* [Record list]:

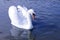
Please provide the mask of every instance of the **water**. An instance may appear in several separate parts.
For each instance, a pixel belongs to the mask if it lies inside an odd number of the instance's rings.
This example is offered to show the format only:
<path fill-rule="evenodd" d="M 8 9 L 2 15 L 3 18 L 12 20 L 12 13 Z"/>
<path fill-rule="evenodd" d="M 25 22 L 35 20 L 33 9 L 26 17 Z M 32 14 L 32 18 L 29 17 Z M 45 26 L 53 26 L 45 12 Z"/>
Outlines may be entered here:
<path fill-rule="evenodd" d="M 0 40 L 10 35 L 8 8 L 18 4 L 35 10 L 32 33 L 36 40 L 60 40 L 60 0 L 0 0 L 0 4 Z"/>

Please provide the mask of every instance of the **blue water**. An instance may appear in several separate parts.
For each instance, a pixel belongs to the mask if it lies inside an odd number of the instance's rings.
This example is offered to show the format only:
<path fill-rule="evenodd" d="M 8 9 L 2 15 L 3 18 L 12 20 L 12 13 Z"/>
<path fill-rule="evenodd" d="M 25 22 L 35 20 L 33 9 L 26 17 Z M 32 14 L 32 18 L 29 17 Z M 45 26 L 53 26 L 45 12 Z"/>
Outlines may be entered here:
<path fill-rule="evenodd" d="M 11 5 L 35 10 L 32 34 L 36 40 L 60 40 L 60 0 L 0 0 L 0 40 L 7 40 L 4 37 L 10 34 L 8 8 Z"/>

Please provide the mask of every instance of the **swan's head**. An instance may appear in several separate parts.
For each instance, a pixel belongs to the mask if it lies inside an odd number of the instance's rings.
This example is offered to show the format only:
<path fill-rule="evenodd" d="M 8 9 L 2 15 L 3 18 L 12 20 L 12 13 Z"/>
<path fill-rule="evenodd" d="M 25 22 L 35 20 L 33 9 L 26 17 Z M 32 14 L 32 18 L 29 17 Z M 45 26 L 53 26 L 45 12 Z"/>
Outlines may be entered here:
<path fill-rule="evenodd" d="M 35 12 L 34 12 L 33 9 L 29 9 L 29 10 L 28 10 L 28 13 L 31 13 L 31 14 L 32 14 L 32 13 L 35 13 Z"/>

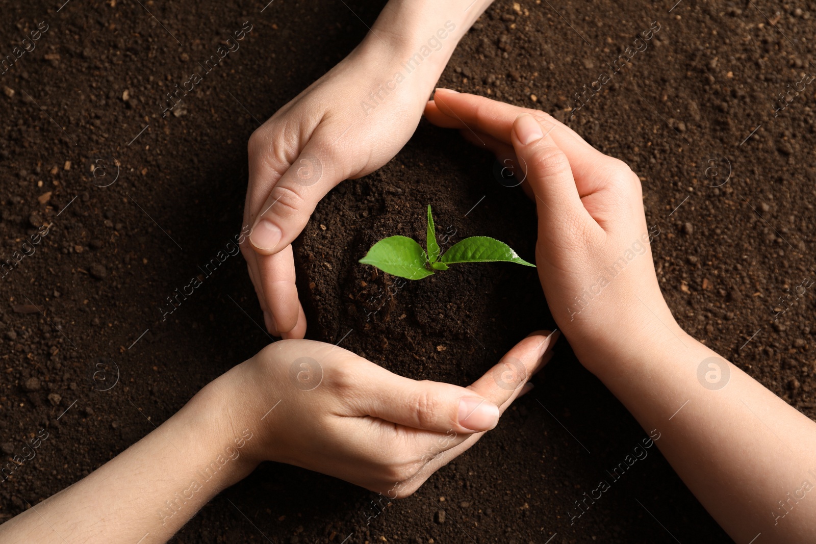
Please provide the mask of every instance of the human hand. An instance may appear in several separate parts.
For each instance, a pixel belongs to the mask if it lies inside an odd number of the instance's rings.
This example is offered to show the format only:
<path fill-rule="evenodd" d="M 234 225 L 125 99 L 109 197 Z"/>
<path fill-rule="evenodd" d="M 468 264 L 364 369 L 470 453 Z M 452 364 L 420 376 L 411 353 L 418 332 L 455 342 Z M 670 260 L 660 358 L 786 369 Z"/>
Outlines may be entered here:
<path fill-rule="evenodd" d="M 241 249 L 275 335 L 305 334 L 290 243 L 317 202 L 390 161 L 422 116 L 431 85 L 419 74 L 395 82 L 389 60 L 397 56 L 384 43 L 364 42 L 250 138 L 243 220 L 252 232 Z"/>
<path fill-rule="evenodd" d="M 557 339 L 530 334 L 468 387 L 402 378 L 330 344 L 284 340 L 196 400 L 223 406 L 224 420 L 252 433 L 242 474 L 272 460 L 406 497 L 495 427 Z"/>
<path fill-rule="evenodd" d="M 628 360 L 639 338 L 681 334 L 652 262 L 659 228 L 647 228 L 640 179 L 625 163 L 547 113 L 487 98 L 437 89 L 425 115 L 521 166 L 538 210 L 541 285 L 585 366 Z"/>

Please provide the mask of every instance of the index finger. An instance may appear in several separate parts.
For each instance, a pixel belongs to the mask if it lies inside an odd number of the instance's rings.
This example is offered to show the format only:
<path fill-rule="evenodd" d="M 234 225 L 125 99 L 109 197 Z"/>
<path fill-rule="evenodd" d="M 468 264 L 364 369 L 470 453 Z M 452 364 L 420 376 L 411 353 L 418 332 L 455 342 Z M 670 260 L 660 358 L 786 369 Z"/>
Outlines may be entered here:
<path fill-rule="evenodd" d="M 556 145 L 570 158 L 570 162 L 574 157 L 594 159 L 589 161 L 590 163 L 606 157 L 571 128 L 552 115 L 538 109 L 520 108 L 484 96 L 458 93 L 449 89 L 437 89 L 433 95 L 434 105 L 432 107 L 431 104 L 429 102 L 425 108 L 425 117 L 431 122 L 446 128 L 484 132 L 511 145 L 512 142 L 510 134 L 513 122 L 521 113 L 530 113 L 539 118 L 543 117 L 552 125 L 554 130 L 550 135 Z M 588 172 L 589 173 L 591 172 Z"/>
<path fill-rule="evenodd" d="M 468 388 L 495 404 L 503 412 L 509 402 L 521 394 L 530 376 L 543 365 L 544 356 L 559 336 L 557 331 L 533 333 L 516 344 L 495 366 Z"/>

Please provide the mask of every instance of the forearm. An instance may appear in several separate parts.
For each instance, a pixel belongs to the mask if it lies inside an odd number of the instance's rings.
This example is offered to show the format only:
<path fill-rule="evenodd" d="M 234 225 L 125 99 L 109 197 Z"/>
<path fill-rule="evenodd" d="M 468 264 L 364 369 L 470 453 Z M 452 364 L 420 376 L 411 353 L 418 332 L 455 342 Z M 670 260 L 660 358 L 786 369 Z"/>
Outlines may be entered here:
<path fill-rule="evenodd" d="M 599 378 L 737 542 L 816 541 L 816 423 L 672 328 Z"/>
<path fill-rule="evenodd" d="M 492 1 L 391 0 L 366 42 L 387 44 L 389 62 L 411 79 L 424 106 L 456 45 Z"/>
<path fill-rule="evenodd" d="M 0 540 L 166 542 L 251 471 L 234 441 L 246 441 L 244 429 L 233 429 L 202 393 L 100 469 L 0 525 Z"/>

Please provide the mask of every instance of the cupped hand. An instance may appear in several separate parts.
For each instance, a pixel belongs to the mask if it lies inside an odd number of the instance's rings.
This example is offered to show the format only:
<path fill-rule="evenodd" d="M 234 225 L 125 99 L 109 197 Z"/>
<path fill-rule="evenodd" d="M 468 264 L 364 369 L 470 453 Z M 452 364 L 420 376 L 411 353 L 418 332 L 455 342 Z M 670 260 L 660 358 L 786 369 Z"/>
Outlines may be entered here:
<path fill-rule="evenodd" d="M 252 230 L 241 250 L 275 335 L 306 331 L 290 244 L 317 202 L 391 160 L 422 116 L 428 90 L 418 91 L 419 77 L 397 82 L 387 60 L 396 56 L 384 49 L 364 42 L 250 138 L 243 221 Z"/>
<path fill-rule="evenodd" d="M 629 358 L 640 338 L 676 324 L 658 285 L 641 183 L 552 116 L 437 89 L 426 117 L 471 142 L 513 157 L 534 193 L 536 264 L 556 322 L 590 370 Z M 654 317 L 658 319 L 655 320 Z"/>
<path fill-rule="evenodd" d="M 557 339 L 530 334 L 468 387 L 403 378 L 330 344 L 282 340 L 201 394 L 224 406 L 236 433 L 252 433 L 242 450 L 252 467 L 286 462 L 395 498 L 494 428 Z"/>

* [The request]: Copy out the whole listing above word for word, but leave out the pictures.

* [Exercise response]:
Please provide the mask of every instance of the **water**. An instance may appear in several separate parts.
For each instance, a pixel belongs to the mask if it lies inside an odd number of the instance's rings.
This example is offered to show the format only:
<path fill-rule="evenodd" d="M 8 9 L 2 15 L 3 18 L 12 20 L 12 13 Z"/>
<path fill-rule="evenodd" d="M 25 22 L 35 20 L 33 9 L 26 17 Z M 32 14 L 32 18 L 29 17 Z M 45 26 L 53 26 L 45 12 Z"/>
Outlines may be entered here:
<path fill-rule="evenodd" d="M 0 40 L 10 35 L 8 8 L 18 4 L 35 10 L 32 33 L 36 40 L 60 40 L 60 0 L 0 0 L 0 4 Z"/>

Please provide the mask of every instance of the **blue water**. An instance may appear in several separate parts.
For each instance, a pixel belongs to the mask if it lies inside an odd number of the instance's rings.
This example is offered to show the format only:
<path fill-rule="evenodd" d="M 8 9 L 2 15 L 3 18 L 12 20 L 12 13 Z"/>
<path fill-rule="evenodd" d="M 25 22 L 35 20 L 33 9 L 26 17 Z M 32 14 L 32 18 L 29 17 Z M 45 26 L 53 26 L 45 12 Z"/>
Outlines may be entered here:
<path fill-rule="evenodd" d="M 11 5 L 35 10 L 32 34 L 36 40 L 60 40 L 60 0 L 0 0 L 0 40 L 7 40 L 4 37 L 10 34 L 8 8 Z"/>

Please provide the mask of every instance of the **swan's head**. An instance may appear in several separate parts.
For each instance, a pixel belongs to the mask if it lies inside an odd number of the instance's rings.
This example is offered to show the format only:
<path fill-rule="evenodd" d="M 8 9 L 2 15 L 3 18 L 12 20 L 12 13 Z"/>
<path fill-rule="evenodd" d="M 25 22 L 35 20 L 33 9 L 26 17 Z M 32 14 L 32 18 L 29 17 Z M 45 26 L 53 26 L 45 12 Z"/>
Outlines may be entered here:
<path fill-rule="evenodd" d="M 35 12 L 34 12 L 33 9 L 29 9 L 29 10 L 28 10 L 28 13 L 31 13 L 31 14 L 32 14 L 32 13 L 35 13 Z"/>

Please provide the mask of every instance of the human hand. An instance may appear in several separate parts.
For each instance, a pixel belongs to the mask if it lies inside an odd number of the instance's rings.
This example is offered to show the format only:
<path fill-rule="evenodd" d="M 234 225 L 125 99 L 109 197 Z"/>
<path fill-rule="evenodd" d="M 468 264 L 364 369 L 470 453 Z M 452 364 L 420 376 L 411 353 L 418 332 L 455 342 Z M 670 260 L 660 358 L 786 369 Z"/>
Outlines may be entered here:
<path fill-rule="evenodd" d="M 241 249 L 275 335 L 305 334 L 290 243 L 317 202 L 390 161 L 422 116 L 431 85 L 419 74 L 395 82 L 389 60 L 397 56 L 384 43 L 364 42 L 250 138 L 243 220 L 252 232 Z"/>
<path fill-rule="evenodd" d="M 557 339 L 530 334 L 468 387 L 402 378 L 330 344 L 284 340 L 196 400 L 223 406 L 224 420 L 252 433 L 242 474 L 272 460 L 406 497 L 495 427 Z"/>
<path fill-rule="evenodd" d="M 628 360 L 639 338 L 681 334 L 652 262 L 659 228 L 647 228 L 640 179 L 625 163 L 547 113 L 487 98 L 437 89 L 425 115 L 521 166 L 538 210 L 541 285 L 585 366 Z"/>

Please provide the mask of every instance of the index finger. An instance may appear in several separate parts.
For each instance, a pixel belongs to the mask if it lies inside an odd number of the instance's rings.
This example is offered to show the format only:
<path fill-rule="evenodd" d="M 234 225 L 125 99 L 109 197 Z"/>
<path fill-rule="evenodd" d="M 468 264 L 364 369 L 470 453 Z M 452 364 L 420 376 L 411 353 L 418 332 L 455 342 Z M 670 260 L 660 358 L 786 369 Z"/>
Outlines may be entered here:
<path fill-rule="evenodd" d="M 556 145 L 570 158 L 570 162 L 574 157 L 594 159 L 589 161 L 590 163 L 606 157 L 571 128 L 552 115 L 538 109 L 520 108 L 484 96 L 458 93 L 449 89 L 437 89 L 433 95 L 434 105 L 432 107 L 431 104 L 429 102 L 425 108 L 425 117 L 431 122 L 446 128 L 484 132 L 511 145 L 512 142 L 510 134 L 513 122 L 521 113 L 530 113 L 539 118 L 543 117 L 552 125 L 554 130 L 550 135 Z M 588 172 L 589 173 L 591 172 Z"/>
<path fill-rule="evenodd" d="M 468 388 L 495 404 L 503 412 L 509 402 L 521 394 L 530 376 L 543 365 L 544 356 L 559 336 L 557 331 L 533 333 L 516 344 L 495 366 Z"/>

Please provide the mask of every instance of the forearm. An instance may appear in several separate parts.
For each instance, a pixel belongs to the mask if it lies inside an odd number of the instance's rings.
This example is offered to show the format only:
<path fill-rule="evenodd" d="M 234 225 L 125 99 L 109 197 Z"/>
<path fill-rule="evenodd" d="M 468 264 L 364 369 L 470 453 Z M 452 364 L 420 376 L 411 353 L 418 332 L 455 342 Z M 670 260 L 660 358 L 786 369 Z"/>
Outlines may be entered here:
<path fill-rule="evenodd" d="M 599 378 L 737 542 L 816 541 L 816 423 L 672 328 Z"/>
<path fill-rule="evenodd" d="M 492 1 L 391 0 L 366 42 L 387 44 L 389 62 L 411 79 L 424 106 L 456 45 Z"/>
<path fill-rule="evenodd" d="M 0 540 L 166 542 L 251 471 L 234 441 L 246 441 L 244 429 L 233 429 L 202 393 L 100 469 L 0 525 Z"/>

Please provide the mask of every instance of the cupped hand. An instance may appear in several separate parts.
For each instance, a pixel belongs to the mask if it lies inside an odd number of the instance's rings.
This example is offered to show the format only:
<path fill-rule="evenodd" d="M 234 225 L 125 99 L 109 197 Z"/>
<path fill-rule="evenodd" d="M 468 264 L 364 369 L 470 453 Z M 452 364 L 420 376 L 411 353 L 418 332 L 455 342 Z M 670 260 L 660 358 L 786 369 Z"/>
Outlines may be entered here:
<path fill-rule="evenodd" d="M 252 230 L 241 250 L 275 335 L 306 331 L 290 244 L 317 202 L 391 160 L 422 116 L 428 90 L 418 91 L 419 77 L 397 82 L 387 60 L 396 56 L 384 49 L 364 42 L 250 138 L 243 221 Z"/>
<path fill-rule="evenodd" d="M 629 358 L 640 338 L 676 324 L 658 285 L 641 183 L 552 116 L 437 89 L 426 117 L 471 142 L 513 157 L 534 193 L 536 264 L 556 322 L 590 370 Z M 654 317 L 658 319 L 655 320 Z"/>
<path fill-rule="evenodd" d="M 557 339 L 530 334 L 468 387 L 403 378 L 330 344 L 282 340 L 201 394 L 224 406 L 236 433 L 252 433 L 242 450 L 252 467 L 286 462 L 395 498 L 494 428 Z"/>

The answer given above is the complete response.